- Task
Each line below should be restated word for word.

- Source data
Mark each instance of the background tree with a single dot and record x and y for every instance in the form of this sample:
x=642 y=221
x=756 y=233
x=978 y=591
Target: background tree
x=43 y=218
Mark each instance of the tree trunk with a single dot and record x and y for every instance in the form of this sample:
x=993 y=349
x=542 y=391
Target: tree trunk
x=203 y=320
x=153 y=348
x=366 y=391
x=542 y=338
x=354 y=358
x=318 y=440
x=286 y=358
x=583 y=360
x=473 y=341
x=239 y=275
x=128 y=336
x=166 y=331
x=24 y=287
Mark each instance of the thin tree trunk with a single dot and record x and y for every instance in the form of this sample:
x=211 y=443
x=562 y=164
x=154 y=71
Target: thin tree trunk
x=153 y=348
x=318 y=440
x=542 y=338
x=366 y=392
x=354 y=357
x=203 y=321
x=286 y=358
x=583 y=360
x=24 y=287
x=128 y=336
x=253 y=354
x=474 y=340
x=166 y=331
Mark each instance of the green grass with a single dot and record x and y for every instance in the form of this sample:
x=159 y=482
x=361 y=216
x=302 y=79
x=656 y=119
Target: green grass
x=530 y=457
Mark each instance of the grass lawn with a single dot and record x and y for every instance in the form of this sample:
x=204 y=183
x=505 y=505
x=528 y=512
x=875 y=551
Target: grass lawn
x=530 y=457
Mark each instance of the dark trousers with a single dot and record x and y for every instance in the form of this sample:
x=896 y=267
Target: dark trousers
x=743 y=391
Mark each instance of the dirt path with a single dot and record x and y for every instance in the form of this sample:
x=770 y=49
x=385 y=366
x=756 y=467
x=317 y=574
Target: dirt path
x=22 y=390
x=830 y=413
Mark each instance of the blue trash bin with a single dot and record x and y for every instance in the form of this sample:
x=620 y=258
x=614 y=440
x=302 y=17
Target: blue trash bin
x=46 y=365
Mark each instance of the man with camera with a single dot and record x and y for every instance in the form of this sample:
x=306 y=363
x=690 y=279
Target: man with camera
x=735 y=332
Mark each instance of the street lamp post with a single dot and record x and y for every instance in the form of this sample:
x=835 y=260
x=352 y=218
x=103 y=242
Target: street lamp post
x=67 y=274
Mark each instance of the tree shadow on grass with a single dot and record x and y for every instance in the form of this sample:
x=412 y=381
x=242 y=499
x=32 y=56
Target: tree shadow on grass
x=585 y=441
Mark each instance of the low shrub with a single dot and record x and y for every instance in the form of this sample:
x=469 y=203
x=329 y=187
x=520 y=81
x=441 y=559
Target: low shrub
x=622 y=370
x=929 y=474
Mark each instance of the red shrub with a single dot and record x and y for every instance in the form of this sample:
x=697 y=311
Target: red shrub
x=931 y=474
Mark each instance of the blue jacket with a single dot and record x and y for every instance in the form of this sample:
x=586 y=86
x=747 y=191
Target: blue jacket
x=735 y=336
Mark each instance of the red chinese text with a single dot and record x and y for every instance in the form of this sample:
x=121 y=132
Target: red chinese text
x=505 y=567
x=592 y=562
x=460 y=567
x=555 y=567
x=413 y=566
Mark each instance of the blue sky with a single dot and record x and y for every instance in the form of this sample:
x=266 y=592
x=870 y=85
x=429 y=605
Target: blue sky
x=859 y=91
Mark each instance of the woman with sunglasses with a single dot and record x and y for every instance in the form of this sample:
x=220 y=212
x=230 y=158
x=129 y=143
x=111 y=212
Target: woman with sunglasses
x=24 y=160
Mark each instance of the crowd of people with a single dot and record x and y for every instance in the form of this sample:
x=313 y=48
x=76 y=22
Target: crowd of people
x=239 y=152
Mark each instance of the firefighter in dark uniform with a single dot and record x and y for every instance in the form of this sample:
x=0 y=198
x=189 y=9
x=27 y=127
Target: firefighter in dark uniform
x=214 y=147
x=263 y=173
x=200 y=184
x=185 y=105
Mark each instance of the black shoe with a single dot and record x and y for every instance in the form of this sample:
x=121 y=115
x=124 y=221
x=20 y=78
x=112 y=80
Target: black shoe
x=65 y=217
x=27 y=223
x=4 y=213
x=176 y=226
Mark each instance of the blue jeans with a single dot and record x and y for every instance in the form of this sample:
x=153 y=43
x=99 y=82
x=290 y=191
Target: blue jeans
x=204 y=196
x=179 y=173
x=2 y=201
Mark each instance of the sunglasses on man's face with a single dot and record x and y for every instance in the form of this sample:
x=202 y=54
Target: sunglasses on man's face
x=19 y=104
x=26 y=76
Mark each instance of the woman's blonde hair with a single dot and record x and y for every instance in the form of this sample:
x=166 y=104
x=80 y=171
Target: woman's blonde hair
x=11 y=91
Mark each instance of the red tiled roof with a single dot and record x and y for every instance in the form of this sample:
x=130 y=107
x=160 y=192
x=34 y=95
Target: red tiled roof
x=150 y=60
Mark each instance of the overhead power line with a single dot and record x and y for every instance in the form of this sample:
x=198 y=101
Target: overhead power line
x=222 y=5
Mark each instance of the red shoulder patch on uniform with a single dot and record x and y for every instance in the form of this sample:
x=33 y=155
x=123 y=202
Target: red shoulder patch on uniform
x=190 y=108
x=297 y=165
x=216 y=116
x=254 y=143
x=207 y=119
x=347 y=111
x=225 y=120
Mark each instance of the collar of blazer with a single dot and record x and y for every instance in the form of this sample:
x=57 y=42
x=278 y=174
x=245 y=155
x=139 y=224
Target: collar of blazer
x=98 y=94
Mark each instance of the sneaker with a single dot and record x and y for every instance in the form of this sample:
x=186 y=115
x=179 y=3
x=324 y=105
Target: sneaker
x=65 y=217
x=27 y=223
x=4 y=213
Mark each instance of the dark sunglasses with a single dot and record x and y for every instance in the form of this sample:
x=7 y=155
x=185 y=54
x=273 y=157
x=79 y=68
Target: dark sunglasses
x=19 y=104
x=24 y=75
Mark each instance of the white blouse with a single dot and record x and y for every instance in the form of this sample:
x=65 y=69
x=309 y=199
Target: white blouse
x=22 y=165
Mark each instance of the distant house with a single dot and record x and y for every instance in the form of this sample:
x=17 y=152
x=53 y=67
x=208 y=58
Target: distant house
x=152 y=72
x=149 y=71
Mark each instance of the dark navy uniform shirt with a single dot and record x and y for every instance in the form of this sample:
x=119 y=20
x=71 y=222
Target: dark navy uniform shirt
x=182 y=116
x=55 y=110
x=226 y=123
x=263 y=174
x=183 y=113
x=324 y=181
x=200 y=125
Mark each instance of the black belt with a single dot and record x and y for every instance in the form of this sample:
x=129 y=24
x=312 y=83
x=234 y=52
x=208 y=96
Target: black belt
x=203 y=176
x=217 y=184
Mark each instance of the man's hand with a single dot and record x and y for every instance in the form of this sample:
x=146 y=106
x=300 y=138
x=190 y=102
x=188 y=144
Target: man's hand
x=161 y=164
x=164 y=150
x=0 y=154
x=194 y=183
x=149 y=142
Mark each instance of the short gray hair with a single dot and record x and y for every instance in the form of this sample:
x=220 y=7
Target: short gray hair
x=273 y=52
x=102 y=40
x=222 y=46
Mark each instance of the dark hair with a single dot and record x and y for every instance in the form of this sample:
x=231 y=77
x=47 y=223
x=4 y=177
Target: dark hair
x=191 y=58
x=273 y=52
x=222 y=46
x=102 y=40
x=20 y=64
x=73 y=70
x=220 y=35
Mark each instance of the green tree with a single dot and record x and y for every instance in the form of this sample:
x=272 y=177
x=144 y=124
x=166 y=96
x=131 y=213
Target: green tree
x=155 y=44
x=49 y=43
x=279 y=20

- Reply to the exercise
Mark each instance of the background tree with a single dot and record x and y for every instance in the form of this sample:
x=642 y=221
x=756 y=233
x=978 y=591
Target: background tree
x=43 y=218
Mark each instance of the tree trunk with a single dot and record x and y for every instance in the form of this sample:
x=993 y=349
x=542 y=391
Target: tree trunk
x=203 y=320
x=153 y=348
x=366 y=391
x=542 y=338
x=354 y=358
x=318 y=440
x=286 y=358
x=583 y=360
x=473 y=341
x=239 y=275
x=128 y=336
x=166 y=331
x=24 y=287
Mark each instance of the thin tree trunk with a single dot and record x and y for every instance in the form of this sample:
x=211 y=443
x=562 y=164
x=154 y=71
Target: thin tree trunk
x=153 y=348
x=318 y=440
x=542 y=338
x=366 y=392
x=354 y=357
x=203 y=321
x=286 y=358
x=583 y=360
x=24 y=287
x=128 y=336
x=253 y=354
x=474 y=340
x=166 y=331
Mark each instance of the green grass with a single dot and record x and y for every instance in the form of this sample:
x=159 y=482
x=361 y=216
x=302 y=79
x=656 y=119
Target: green grass
x=530 y=457
Mark each instance of the grass lawn with a single dot and record x and y for every instance in the form of this sample:
x=204 y=183
x=505 y=505
x=528 y=512
x=875 y=551
Target: grass lawn
x=530 y=457
Mark each instance of the dark trousers with a single dot and record x and y for every instance in the form of this sample:
x=896 y=267
Target: dark trousers
x=743 y=391
Mark each instance of the dirt path with a single dot and record x and y for every instance in the form of this sample:
x=770 y=49
x=385 y=366
x=756 y=467
x=317 y=574
Target: dirt path
x=22 y=390
x=830 y=413
Mark each instance of the blue trash bin with a single dot and record x and y for every instance in the form of this sample:
x=620 y=258
x=614 y=440
x=302 y=17
Target: blue trash bin
x=46 y=365
Mark each instance of the man with camera with a single dot and record x and y for every instance in the form of this sample:
x=306 y=363
x=690 y=279
Target: man with camera
x=735 y=332
Mark each instance of the street lamp post with a single dot and record x and y for every instance in the form of this sample:
x=835 y=260
x=352 y=218
x=103 y=242
Target: street lamp post
x=67 y=274
Mark each instance of the tree shadow on grass with a single dot and record x and y for every instance in the form of this sample:
x=412 y=381
x=242 y=499
x=32 y=56
Target: tree shadow on grass
x=585 y=441
Mark each instance of the low shrub with a single dot and record x and y for every instance in the form of this sample:
x=469 y=203
x=329 y=187
x=520 y=81
x=441 y=559
Target: low shrub
x=622 y=370
x=929 y=474
Mark each instance of the red shrub with a single dot and record x and y for every instance in the form of this sample:
x=697 y=311
Target: red shrub
x=931 y=474
Mark each instance of the blue jacket with a single dot and record x and y for every instance in the form of this sample:
x=586 y=86
x=747 y=191
Target: blue jacket
x=735 y=336
Mark each instance of the red chinese text with a single dot and record x and y for every instance in the form of this sample:
x=121 y=132
Target: red chinese text
x=505 y=567
x=592 y=562
x=460 y=567
x=555 y=567
x=413 y=566
Mark each instance of the blue sky with a single dot and record x and y for every instance in the form of this sample:
x=266 y=592
x=870 y=85
x=429 y=605
Target: blue sky
x=859 y=91
Mark each instance of the woman with sunglasses with a single dot and record x and y for every instance in the form of this sample:
x=220 y=212
x=230 y=158
x=129 y=143
x=111 y=212
Target: woman with sunglasses
x=24 y=160
Mark each instance of the crowd of people with a single dot and record x and y for every instance in the form of this sample:
x=313 y=48
x=76 y=22
Target: crowd of people
x=239 y=152
Mark each instance of the firefighter in dark uniform with a single dot and record x and y for every instance in the form of this sample:
x=0 y=198
x=189 y=9
x=27 y=127
Target: firefighter in dark uniform
x=214 y=147
x=263 y=173
x=200 y=184
x=185 y=105
Mark each instance of the black shoe with a single dot and record x and y for every instance in the form of this sample:
x=121 y=115
x=124 y=221
x=20 y=78
x=112 y=80
Target: black shoe
x=65 y=217
x=27 y=223
x=4 y=213
x=176 y=226
Mark each instance of the blue jeans with a single dot and record x and y for every instance in the form of this sample:
x=153 y=43
x=99 y=82
x=290 y=191
Target: blue jeans
x=204 y=196
x=179 y=173
x=2 y=201
Mark each instance of the sunglasses on man's face with a single dot and record x and y for every instance in the form of this sample:
x=202 y=54
Target: sunglasses on man's face
x=19 y=104
x=26 y=76
Mark each instance of the woman's blonde hair with a single dot and record x and y for every instance in the form of this sample:
x=166 y=104
x=80 y=171
Target: woman's blonde hair
x=11 y=91
Mark each instance of the red tiled roof with a single dot and record x and y for every instance in the form of this sample:
x=130 y=107
x=160 y=192
x=34 y=95
Target: red tiled roof
x=150 y=60
Mark each instance of the overhead power line with a single dot and record x and y for every instance in the form of this sample:
x=198 y=101
Target: overhead power line
x=222 y=5
Mark each instance of the red shoulder patch on uniform with a single dot and record x and y for every instance in the form of this sample:
x=33 y=155
x=123 y=202
Target: red shoulder patch on uniform
x=190 y=108
x=297 y=165
x=216 y=116
x=254 y=143
x=207 y=119
x=347 y=111
x=225 y=120
Mark each instance of the collar of blazer with a single dot and record x and y for every instance in the form of this sample:
x=57 y=42
x=278 y=174
x=245 y=155
x=139 y=224
Target: collar of blazer
x=98 y=94
Mark each instance of the sneaker with a single dot and record x and y for every instance in the form of this sample:
x=186 y=115
x=179 y=3
x=324 y=105
Target: sneaker
x=65 y=217
x=27 y=223
x=4 y=213
Mark each instance of the dark sunglasses with a single dot and record x and y for every instance in the form of this sample:
x=7 y=155
x=185 y=54
x=273 y=157
x=79 y=68
Target: dark sunglasses
x=19 y=104
x=24 y=75
Mark each instance of the white blouse with a single dot and record x and y for every instance in the form of this sample:
x=65 y=69
x=309 y=199
Target: white blouse
x=22 y=165
Mark each instance of the distant house with a single dot and record x and y for every instance in the form of this sample:
x=17 y=152
x=53 y=67
x=208 y=58
Target: distant house
x=152 y=72
x=149 y=71
Mark each instance of the dark navy uniform shirt with a single dot and record x and y for every instance in the form of this sample:
x=119 y=20
x=71 y=222
Target: dark navy uniform shirt
x=182 y=116
x=55 y=110
x=226 y=123
x=263 y=174
x=183 y=113
x=324 y=181
x=200 y=125
Mark each instance of the black belt with a single dot and record x and y for every instance in the form of this sample:
x=129 y=24
x=312 y=83
x=234 y=52
x=208 y=96
Target: black belt
x=203 y=176
x=217 y=184
Mark each instance of the man's hand with a single dot and record x and y for every instance in the form of this sample:
x=146 y=106
x=300 y=138
x=190 y=102
x=188 y=144
Target: man's hand
x=161 y=164
x=164 y=150
x=0 y=154
x=194 y=183
x=149 y=142
Mark each instance of the short gray hair with a single dot and record x and y for every instance in the form of this sample:
x=220 y=7
Target: short gray hair
x=273 y=52
x=102 y=40
x=222 y=46
Mark each instance of the dark hair with a single dot and record x and y for every instance in the form of this sample:
x=231 y=77
x=47 y=223
x=4 y=177
Target: dark hair
x=191 y=58
x=273 y=52
x=222 y=46
x=102 y=40
x=20 y=64
x=73 y=70
x=220 y=35
Mark each instance of the green tree with a single dot and record x and y for every instance in the form of this sample:
x=272 y=177
x=144 y=124
x=166 y=96
x=131 y=213
Target: green tree
x=155 y=44
x=49 y=43
x=279 y=20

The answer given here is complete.